→ **TASK ITEM**: Print the data that follows again, keeping every line exact.

→ **INFORMATION PROVIDED**:

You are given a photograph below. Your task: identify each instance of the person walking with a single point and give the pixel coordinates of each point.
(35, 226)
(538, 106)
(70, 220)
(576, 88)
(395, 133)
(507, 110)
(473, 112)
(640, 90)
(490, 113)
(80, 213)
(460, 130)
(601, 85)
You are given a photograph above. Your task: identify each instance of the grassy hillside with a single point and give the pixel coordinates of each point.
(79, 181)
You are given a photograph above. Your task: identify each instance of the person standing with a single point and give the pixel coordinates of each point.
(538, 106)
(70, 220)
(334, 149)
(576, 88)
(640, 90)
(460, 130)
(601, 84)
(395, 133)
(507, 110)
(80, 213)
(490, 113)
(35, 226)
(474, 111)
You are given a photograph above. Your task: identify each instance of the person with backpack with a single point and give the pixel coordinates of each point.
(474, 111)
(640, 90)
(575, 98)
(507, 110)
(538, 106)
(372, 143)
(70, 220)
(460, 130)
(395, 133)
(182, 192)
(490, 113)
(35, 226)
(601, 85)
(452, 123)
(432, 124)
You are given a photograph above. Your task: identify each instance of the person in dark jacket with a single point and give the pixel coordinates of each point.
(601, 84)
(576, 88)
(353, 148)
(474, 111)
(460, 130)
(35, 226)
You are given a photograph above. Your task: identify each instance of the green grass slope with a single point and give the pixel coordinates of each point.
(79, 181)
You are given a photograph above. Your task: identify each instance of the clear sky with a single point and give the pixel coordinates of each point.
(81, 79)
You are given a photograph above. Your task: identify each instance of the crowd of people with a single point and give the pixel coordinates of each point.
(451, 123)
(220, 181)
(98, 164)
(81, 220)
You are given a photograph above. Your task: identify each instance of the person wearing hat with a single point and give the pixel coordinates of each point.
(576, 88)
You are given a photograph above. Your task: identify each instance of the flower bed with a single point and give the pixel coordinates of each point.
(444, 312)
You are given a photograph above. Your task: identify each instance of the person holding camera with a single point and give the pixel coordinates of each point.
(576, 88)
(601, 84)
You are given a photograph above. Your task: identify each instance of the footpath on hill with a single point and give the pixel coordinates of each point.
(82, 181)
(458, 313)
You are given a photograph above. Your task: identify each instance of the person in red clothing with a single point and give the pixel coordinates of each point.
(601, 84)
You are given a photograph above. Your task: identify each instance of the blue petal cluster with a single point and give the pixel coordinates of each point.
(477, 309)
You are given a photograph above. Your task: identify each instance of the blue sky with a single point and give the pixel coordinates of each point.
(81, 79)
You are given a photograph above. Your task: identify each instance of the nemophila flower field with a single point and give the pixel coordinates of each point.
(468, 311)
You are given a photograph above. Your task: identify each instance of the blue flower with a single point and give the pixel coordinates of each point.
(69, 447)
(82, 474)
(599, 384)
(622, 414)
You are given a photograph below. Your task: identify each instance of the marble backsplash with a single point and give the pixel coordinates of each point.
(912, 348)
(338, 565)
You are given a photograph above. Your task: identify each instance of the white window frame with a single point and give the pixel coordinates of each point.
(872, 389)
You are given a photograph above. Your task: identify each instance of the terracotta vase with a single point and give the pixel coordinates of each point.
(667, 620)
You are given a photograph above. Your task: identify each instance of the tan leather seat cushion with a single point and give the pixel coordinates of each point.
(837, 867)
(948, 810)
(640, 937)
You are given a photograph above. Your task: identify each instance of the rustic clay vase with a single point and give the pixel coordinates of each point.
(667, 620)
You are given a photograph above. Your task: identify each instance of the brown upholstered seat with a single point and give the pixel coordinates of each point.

→ **SOLUTION TO THIS EXERCISE**:
You are given a photograph below. Your task: identify each instance of the person walking with a single point and give the pixel coordinates of each point.
(35, 226)
(538, 106)
(70, 220)
(576, 88)
(395, 133)
(507, 110)
(473, 112)
(640, 90)
(490, 113)
(80, 213)
(460, 130)
(601, 85)
You are given a photograph above. Your task: identify each instance of the grassy hillside with a single point and give the pixel coordinates of each point.
(79, 181)
You are given a photograph above. Your task: identify each instance of the person standing with a single point and give the pixel coordinates of each point.
(538, 106)
(70, 220)
(334, 149)
(576, 88)
(640, 90)
(460, 130)
(601, 84)
(395, 133)
(507, 110)
(80, 213)
(490, 113)
(35, 226)
(474, 111)
You are given a photograph above. Your task: identify each instance of the person with backpack with a single point and give the pixel coordinates of each point.
(474, 111)
(640, 90)
(575, 98)
(507, 110)
(538, 106)
(372, 143)
(70, 220)
(460, 130)
(395, 133)
(182, 192)
(490, 113)
(35, 226)
(601, 85)
(452, 123)
(432, 124)
You are given a photograph above. Your task: identify each instance of the person in dark jacket with a single point and give the pixel coordinates of each point.
(601, 84)
(576, 88)
(353, 148)
(474, 111)
(460, 130)
(35, 226)
You are given a photograph above. Your task: identify each instance of the green grass slope with a single point and give the pixel coordinates of each point.
(79, 181)
You are given a photograph above. Your task: identify each instance of the clear sky with a single point and give the pixel coordinates of each point.
(81, 79)
You are given a photograph above. Your task: identify each instance of the crowd of people with a single point and give the pixel coordinates of each point.
(451, 123)
(220, 181)
(98, 164)
(81, 220)
You are given a photograph above. Your task: identify each instance of the person wearing hat with a single point and give the pixel coordinates of each point.
(576, 88)
You are given a photograph above. Your task: identify each instance of the flower bed with a single point and give the pixel coordinates of each point.
(444, 312)
You are given a photograph above. Your task: identify each instance of the person holding camera with a single point and give the pixel coordinates of each point.
(576, 88)
(601, 84)
You are given a photograph above. Your task: identify each instance of the footpath on hill with a single point and give the pixel coordinates of each point.
(82, 181)
(458, 313)
You are given a photograph above. Your task: identify each instance of the person in red clothing with a single point and give the pixel coordinates of each point.
(601, 84)
You are given a photograph above. Your task: identify each instance of the blue petal cluster with a single point and give the pixel coordinates of each point.
(477, 309)
You are given a photograph above. Your task: identify each instance of the blue sky with a single point and give the pixel coordinates of each point.
(81, 79)
You are given a photograph above. Your task: identify each instance of the nemophila flower field with a single point and give the pixel coordinates of each point.
(468, 311)
You are given a photograph above. Your task: identify each instance of the blue flower with a single point and give the pixel coordinates of each point.
(69, 447)
(82, 474)
(599, 384)
(622, 414)
You are given a photograph below. Your task: identify each instance of the marble backsplash with a single point and give the pixel coordinates of each point.
(912, 348)
(338, 565)
You are given a photograph above. Your task: identify each instance of the white window frame with a single point and give the pixel coordinates of each point.
(872, 389)
You are given a photograph above. Your task: identify each instance of the terracotta vase with a single point and give the pixel coordinates of each point.
(667, 620)
You are given a photograph above. Your task: identify each instance of the tan leather seat cushion with a single point and give the pixel coordinates of each point.
(837, 867)
(948, 810)
(640, 937)
You are given a photograph above. Your task: identify each instance of the rustic clay vase with a single point and give the pixel coordinates of each point.
(667, 620)
You are given a photograph above. Your task: identify each instance of the brown upholstered seat with a single point and give the pixel coordinates of each point.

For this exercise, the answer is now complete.